▶ _TASK BRIEF_
Reproduce every one of the records below, but swap "Labeling guideline" for "Annotation rule" wherever it occurs and leave everything else unchanged. Omit the pictures from your answer.

▶ _RECORD EXTRACTS_
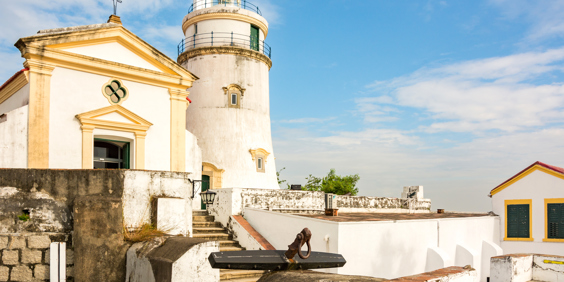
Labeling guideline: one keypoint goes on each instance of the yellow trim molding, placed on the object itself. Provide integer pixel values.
(221, 15)
(234, 89)
(520, 202)
(96, 66)
(525, 173)
(96, 36)
(14, 86)
(178, 106)
(225, 50)
(38, 117)
(90, 121)
(546, 202)
(215, 174)
(258, 152)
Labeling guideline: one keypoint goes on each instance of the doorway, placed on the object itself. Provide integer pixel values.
(205, 187)
(111, 154)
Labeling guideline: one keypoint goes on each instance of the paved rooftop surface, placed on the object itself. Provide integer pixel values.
(352, 217)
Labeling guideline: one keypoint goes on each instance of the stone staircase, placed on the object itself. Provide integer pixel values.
(203, 226)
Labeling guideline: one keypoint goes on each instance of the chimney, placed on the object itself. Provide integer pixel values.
(114, 19)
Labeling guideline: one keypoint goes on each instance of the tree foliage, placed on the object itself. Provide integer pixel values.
(333, 183)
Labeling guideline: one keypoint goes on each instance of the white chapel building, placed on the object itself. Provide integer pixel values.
(98, 96)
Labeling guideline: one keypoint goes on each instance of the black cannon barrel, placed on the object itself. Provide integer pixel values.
(273, 260)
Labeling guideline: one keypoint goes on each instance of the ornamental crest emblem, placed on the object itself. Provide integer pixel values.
(115, 91)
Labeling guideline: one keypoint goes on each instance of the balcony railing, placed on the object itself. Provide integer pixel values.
(224, 39)
(202, 4)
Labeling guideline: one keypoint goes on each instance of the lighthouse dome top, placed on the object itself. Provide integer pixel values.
(242, 4)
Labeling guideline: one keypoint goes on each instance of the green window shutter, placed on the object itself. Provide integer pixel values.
(254, 38)
(555, 218)
(518, 221)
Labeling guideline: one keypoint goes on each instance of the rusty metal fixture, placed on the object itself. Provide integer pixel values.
(296, 247)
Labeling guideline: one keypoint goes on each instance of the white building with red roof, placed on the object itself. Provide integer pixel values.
(530, 206)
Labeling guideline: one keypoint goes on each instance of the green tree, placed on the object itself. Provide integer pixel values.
(333, 183)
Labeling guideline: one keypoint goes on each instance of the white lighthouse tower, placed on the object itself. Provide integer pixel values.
(230, 111)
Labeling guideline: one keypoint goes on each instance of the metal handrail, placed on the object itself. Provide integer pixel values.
(224, 39)
(244, 4)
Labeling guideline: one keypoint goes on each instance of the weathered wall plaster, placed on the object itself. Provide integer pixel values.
(527, 267)
(387, 249)
(176, 260)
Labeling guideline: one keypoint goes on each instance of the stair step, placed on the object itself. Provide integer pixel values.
(206, 224)
(199, 213)
(212, 236)
(229, 243)
(230, 249)
(229, 274)
(208, 230)
(203, 218)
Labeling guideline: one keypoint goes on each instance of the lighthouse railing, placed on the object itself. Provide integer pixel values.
(217, 39)
(243, 4)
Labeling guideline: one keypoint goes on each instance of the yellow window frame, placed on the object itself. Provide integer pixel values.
(546, 202)
(520, 202)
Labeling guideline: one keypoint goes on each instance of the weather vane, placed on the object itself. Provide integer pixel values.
(115, 6)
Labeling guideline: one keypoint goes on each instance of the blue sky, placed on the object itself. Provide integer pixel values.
(456, 96)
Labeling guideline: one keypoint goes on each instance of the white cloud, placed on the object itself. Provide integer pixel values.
(307, 120)
(478, 95)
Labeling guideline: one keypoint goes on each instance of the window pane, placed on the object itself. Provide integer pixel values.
(518, 221)
(555, 217)
(233, 99)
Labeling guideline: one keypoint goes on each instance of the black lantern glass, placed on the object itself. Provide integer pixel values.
(208, 197)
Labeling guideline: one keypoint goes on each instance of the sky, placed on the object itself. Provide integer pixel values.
(453, 95)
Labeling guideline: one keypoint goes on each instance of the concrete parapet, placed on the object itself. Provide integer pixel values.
(177, 259)
(527, 267)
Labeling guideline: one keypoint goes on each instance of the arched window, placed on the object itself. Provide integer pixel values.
(234, 94)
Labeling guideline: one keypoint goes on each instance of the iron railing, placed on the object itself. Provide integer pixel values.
(224, 39)
(244, 4)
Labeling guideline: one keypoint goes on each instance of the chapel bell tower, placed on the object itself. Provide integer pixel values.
(230, 112)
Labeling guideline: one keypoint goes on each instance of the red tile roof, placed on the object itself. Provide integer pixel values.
(12, 78)
(551, 167)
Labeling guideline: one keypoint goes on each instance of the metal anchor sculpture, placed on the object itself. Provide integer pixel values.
(277, 259)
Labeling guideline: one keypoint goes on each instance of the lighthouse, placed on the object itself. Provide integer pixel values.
(225, 47)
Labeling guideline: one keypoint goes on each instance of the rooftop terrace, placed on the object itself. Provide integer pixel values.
(356, 217)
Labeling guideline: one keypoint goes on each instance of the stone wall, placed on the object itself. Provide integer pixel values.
(94, 204)
(25, 257)
(232, 201)
(380, 204)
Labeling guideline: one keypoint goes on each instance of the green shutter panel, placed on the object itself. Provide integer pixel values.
(254, 38)
(555, 218)
(518, 221)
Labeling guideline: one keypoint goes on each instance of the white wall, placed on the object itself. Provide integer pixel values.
(114, 52)
(536, 186)
(194, 166)
(17, 100)
(280, 230)
(386, 249)
(227, 134)
(13, 139)
(74, 92)
(245, 239)
(140, 186)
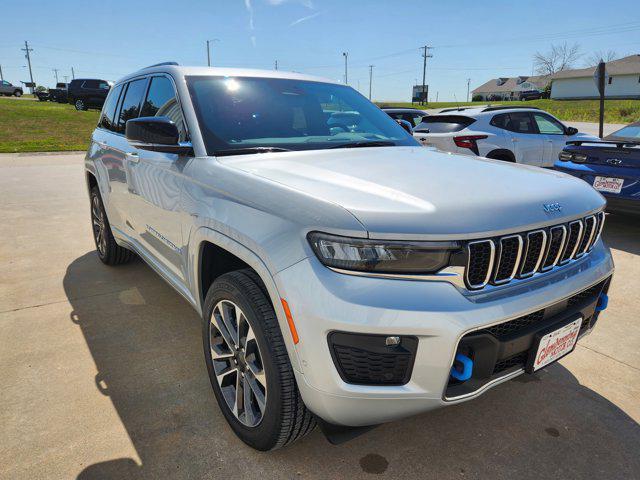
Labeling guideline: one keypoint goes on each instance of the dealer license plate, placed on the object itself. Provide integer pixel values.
(608, 184)
(556, 344)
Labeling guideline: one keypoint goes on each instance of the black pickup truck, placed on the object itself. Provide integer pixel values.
(58, 94)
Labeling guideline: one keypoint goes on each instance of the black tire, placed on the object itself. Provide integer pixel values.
(109, 252)
(285, 418)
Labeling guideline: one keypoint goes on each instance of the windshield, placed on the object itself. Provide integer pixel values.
(277, 114)
(630, 131)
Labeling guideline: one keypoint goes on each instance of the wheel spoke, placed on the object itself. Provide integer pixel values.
(221, 326)
(248, 409)
(258, 394)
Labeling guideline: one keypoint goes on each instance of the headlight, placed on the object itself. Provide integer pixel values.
(564, 156)
(381, 256)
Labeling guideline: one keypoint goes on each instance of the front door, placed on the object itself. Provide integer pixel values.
(155, 184)
(527, 145)
(554, 135)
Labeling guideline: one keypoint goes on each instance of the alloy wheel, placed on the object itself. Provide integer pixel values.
(237, 363)
(99, 227)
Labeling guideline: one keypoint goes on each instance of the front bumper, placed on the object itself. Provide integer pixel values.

▶ _IN RESPONSE_
Annotation rule: one keypoint goes on each instance of the yellow trim molding, placed on the object itself. Provide integer pixel values.
(221, 15)
(234, 89)
(520, 202)
(96, 66)
(525, 173)
(96, 36)
(14, 86)
(178, 106)
(225, 50)
(38, 117)
(90, 121)
(546, 202)
(215, 174)
(258, 152)
Annotation rule: one keypoint goes on each instance of the doorway, placed on the object itself. Provide integer pixel values.
(205, 187)
(111, 154)
Annotation rule: one keypoint goes on each instance of the paved rooftop surface, placed on the object itself. Provide integer pixel values.
(352, 217)
Annotation rule: one keypoint goes on each instance of the stone staircase, placed on the object itself. Provide integer pixel values.
(203, 226)
Annotation rule: one keypoint goes on each instance of the chimney, placed on the object itself. Provide integer pixel values.
(114, 19)
Annotation rule: one keypoint goes on each instance of the tree foliage, placed on the object itself. Provide integer pixel values.
(333, 183)
Annotation rule: one keypoint goes on each instance of the white chapel building, placed on the object itself. Provide integer pixel values.
(98, 96)
Annotation rule: one keypoint goes on each instance of the black cannon barrel, placed on the object itself. Provide integer pixel values.
(273, 260)
Annotation rule: one keypoint goes on each instance of the ornamental crest emblem, placed on the object itself. Provide integer pixel values.
(115, 91)
Annotation rule: one keypoint goes on each instance of the balcony railing, placed on the object itself. Provide integer pixel values.
(224, 39)
(202, 4)
Annotation rule: one keypoint goes on each instance of the lighthouse dome top, placed on the object itself. Provide integer pixel values.
(242, 4)
Annotation rule: one keypoint goes on each instance of the green window shutter, placed on the object itself. Provide integer pixel values.
(254, 38)
(555, 218)
(518, 221)
Annotation rule: one keypoint goes on each instance of the rusty metal fixture, placed on the object itself. Provide integer pixel values.
(296, 247)
Annotation rule: one keypoint goes on each instance of the white building with red roof, placed on the object itself. Provide integer pixel values.
(530, 206)
Annotation rule: one keypoint goes on each instance of the green tree, placed on the object itself. Provide integer pixel values.
(333, 183)
Annotation rule: one keypoint goes on each instance of the white lighthouse tower, placed on the object itself. Provide integer pixel values.
(230, 111)
Annotation rule: one keypoint goes on each instance of the metal handrail, placed on the object itself. Provide integer pixel values.
(224, 39)
(244, 4)
Annotation rule: one keypoint goes on each instance of the weathered wall plaster, placed on the object itself. Provide integer pixel values.
(527, 267)
(387, 249)
(176, 260)
Annotation rule: one keypoint goes on each instance of the stair step, placed on the object itself. Provide integer pixel values.
(206, 224)
(199, 213)
(212, 236)
(229, 243)
(230, 249)
(229, 274)
(208, 230)
(203, 218)
Annotation rule: one keypoint goes on each instance of the lighthouse railing, placed on the object itself. Provide integer pixel values.
(217, 39)
(243, 4)
Annotation rule: one keypoint goes on each instance of the yellow window frame, placed on the object itself. Provide integer pixel values.
(546, 202)
(520, 202)
Annotation rule: one keypoint goes on each instance of the weather vane, placed on the object itself. Provide integer pixel values.
(115, 6)
Annotation rule: one keypoint goes on each instance of the blue sky, placed on the object itself. Provide integer pixel values.
(456, 96)
Annotation rule: one keypoint goes on each instance of the white cloud, placed on the object itself. Provide integer pixel values.
(307, 120)
(478, 95)
Annotation rule: one keypoint goes on each instance of the window pane, placed on the object itself. Provide integer pixel values.
(518, 221)
(555, 217)
(233, 99)
Annotation rule: one keypoint goes on each instance of the black lantern glass, placed on the object itself. Provide integer pixel values.
(208, 197)
Annotation rule: one keypoint goes on each instance of the sky, placed on the object itself. Provide integer pixel values.
(453, 95)
Annotation rule: one keypoint goes on each instance of the concrete parapet, placed on the object itself. Provide integer pixel values.
(177, 259)
(527, 267)
Annotation rule: one keypoint goes on each instance of the arched window, placed on the object itself. Provide integer pixel values.
(234, 94)
Annotation rule: one keypoint goes on each instance of the iron railing, placed on the object itself. Provide integer pixel values.
(224, 39)
(244, 4)
Annotation rule: one keypoint goes on each instance of the chapel bell tower, placed on the object itself. Provide integer pixel values.
(230, 112)
Annotation rule: one keypoint goes on each instance of the red tile roof, placed on the object itself. Provide integer pixel values.
(12, 78)
(551, 167)
Annotation rule: one keypoint goes on each instance of the metal anchor sculpture, placed on the object itself. Provide integer pixel values.
(277, 259)
Annotation rule: one keypoint goes on each instance of the lighthouse, placed on the object itself. Provide integer pixel values.
(225, 47)
Annotation rule: one keypoint goes on each instance of the rooftop terrace, placed on the object itself. Provide integer pixel values.
(356, 217)
Annotation rule: one keypoint goes on each instance of the stone wall, placed on the object itself. Provide integer pixel values.
(94, 204)
(25, 257)
(232, 201)
(380, 204)
Annotation rule: one keypoint goes on each instance of the green shutter panel, placed on the object itself. Provide integer pixel values.
(254, 38)
(555, 218)
(518, 221)
Annotation rule: one keypoint goes on each instance of the white wall, placed on the object itself. Provide integer pixel values.
(114, 52)
(536, 186)
(194, 166)
(17, 100)
(280, 230)
(386, 249)
(227, 134)
(13, 139)
(74, 92)
(245, 239)
(140, 186)
Annotation rule: one keypoint goes on each instance of the dealer license plate, placed on the object itself. Provide integer pixel values.
(608, 184)
(556, 344)
Annotation rule: one keypoint goes on each instance of the black pickup truck, placed on the object itself. Provide integer pixel values.
(58, 94)
Annotation rule: one keypoint goes on each instance of the black tire, placed on the object itself. Provide integer pixel values.
(109, 252)
(285, 418)
Annotation rule: one keypoint goes on each instance of the windshield, placed on the object itself. Provide integer pixel values.
(277, 114)
(630, 131)
Annotation rule: one keypoint goes on each instance of the wheel spoke, placed on the object itself. Provide integer pixel values.
(221, 326)
(248, 409)
(258, 394)
Annotation rule: one keypoint goes on each instance of the headlight, placed on the object itself. Provide integer pixel values.
(564, 156)
(381, 256)
Annotation rule: one keypoint goes on each instance of the front door, placed on the object itself. Provide integer pixel values.
(155, 184)
(527, 145)
(554, 135)
Annotation rule: one keypoint goes on each instance of the alloy wheel, placed on the object itself. Provide integer pixel values.
(237, 363)
(99, 227)
Annotation rule: one keypoint goes on each instance of the front bumper, placed on the object itself. Provide integer pixel values.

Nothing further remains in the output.